■ **BRANO ESTRATTO**:
· · · ·
Altrettanto intensa, però, è la consapevolezza che né l’esperienza né la memoria gli forniranno sufficiente materia prima e che si renderà necessario l’esame di innumerevoli fonti e testimonianze (tra le quali primeggiano i resoconti di esploratori e viaggiatori del diciottesimo e diciannovesimo secolo: naturalisti, missionari, militari, ingegneri, marinai, animati da una vivissima e pragmatica curiosità), per dar vita a quello che dovrebbe essere un saggio, ma che in realtà è un ibrido riferibile a una letteratura nazionale ricca di opere difficili da classificare secondo precise tipologie testuali, libri unici e indefinibili i cui titoli Saer elenca profusamente a conclusione del suo Martín Fierro: problemas de género, breve saggio del 1992.
· · · ·
■ **ELENCO**:
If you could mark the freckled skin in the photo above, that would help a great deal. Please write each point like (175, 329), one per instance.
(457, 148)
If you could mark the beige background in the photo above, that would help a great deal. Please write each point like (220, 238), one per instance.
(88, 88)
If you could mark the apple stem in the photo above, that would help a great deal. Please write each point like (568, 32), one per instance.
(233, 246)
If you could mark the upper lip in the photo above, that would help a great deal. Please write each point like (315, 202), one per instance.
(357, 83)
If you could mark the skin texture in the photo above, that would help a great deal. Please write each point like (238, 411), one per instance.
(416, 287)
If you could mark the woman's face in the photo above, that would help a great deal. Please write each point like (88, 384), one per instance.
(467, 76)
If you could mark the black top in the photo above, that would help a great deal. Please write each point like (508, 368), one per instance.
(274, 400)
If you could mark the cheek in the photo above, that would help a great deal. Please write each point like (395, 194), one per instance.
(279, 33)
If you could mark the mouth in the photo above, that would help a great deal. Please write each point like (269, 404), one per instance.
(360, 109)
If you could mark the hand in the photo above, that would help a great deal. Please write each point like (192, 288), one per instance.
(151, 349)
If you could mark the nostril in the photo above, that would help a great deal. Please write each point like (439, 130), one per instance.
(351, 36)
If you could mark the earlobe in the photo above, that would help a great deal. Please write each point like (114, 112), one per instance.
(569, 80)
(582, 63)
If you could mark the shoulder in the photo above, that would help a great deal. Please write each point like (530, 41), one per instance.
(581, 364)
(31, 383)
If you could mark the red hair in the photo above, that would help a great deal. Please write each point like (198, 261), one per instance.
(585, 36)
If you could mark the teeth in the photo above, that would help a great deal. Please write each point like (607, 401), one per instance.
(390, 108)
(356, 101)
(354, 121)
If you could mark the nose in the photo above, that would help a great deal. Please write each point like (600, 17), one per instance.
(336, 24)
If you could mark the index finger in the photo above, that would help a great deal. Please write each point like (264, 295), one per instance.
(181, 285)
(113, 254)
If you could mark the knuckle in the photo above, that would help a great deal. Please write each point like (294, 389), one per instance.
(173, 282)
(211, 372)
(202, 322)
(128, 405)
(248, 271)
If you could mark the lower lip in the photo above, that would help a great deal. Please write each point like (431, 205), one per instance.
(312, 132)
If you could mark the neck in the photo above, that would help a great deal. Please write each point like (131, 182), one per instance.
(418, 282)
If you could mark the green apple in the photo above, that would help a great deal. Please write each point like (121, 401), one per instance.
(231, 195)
· · · ·
■ **ATTIVITÀ DA SVOLGERE**:
#1 Nel brano su Saer, quali fonti primeggiano tra quelle da esaminare?
#2 Prosegui il brano su Saer oltre la sua ultima frase.
Le righe non hanno alcun legame con il brano su Saer.

■ **RISPOSTE ALLE ATTIVITÀ**:
#1 I resoconti di esploratori e viaggiatori del diciottesimo e diciannovesimo secolo.

#2
Dopo aver preso l’impegno di non includere nel racconto nulla di fittizio, pur sapendo che “le sottili fioriture” della finzione trasgrediscono spesso i protocolli del cronista più vigile, l’autore divide il testo in quattro parti – ciascuna corrispondente a una stagione dell’anno, presa a simbolo di aspetti diversi delle vicende argentine – e dispiega via via una sovrabbondanza di materiali eterogenei, esaminando contributi storici e dedicando pagine di grande fascino alla toponomastica, alla flora spontanea e agli animali, ai fenomeni atmosferici, agli spazi urbani, alla cultura ufficiale e non (memorabili i piccoli ritratti del gruppo riunito intorno alla rivista Sur e di due esuli profondamente diversi, Roger Caillois e Witold Gombrowicz), alla mescolanza di lingue e popolazioni, alle superbe e quasi oniriche descrizioni della pampa e del cielo sconfinato che le impone grandiose architetture di nubi, alla sanguinosa fondazione delle città e alla tragedia degli indios, ad acute analisi politiche ed economiche valide ancora oggi, al racconto delle prime spedizioni spagnole, come a quello terribile dell’ultima dittatura.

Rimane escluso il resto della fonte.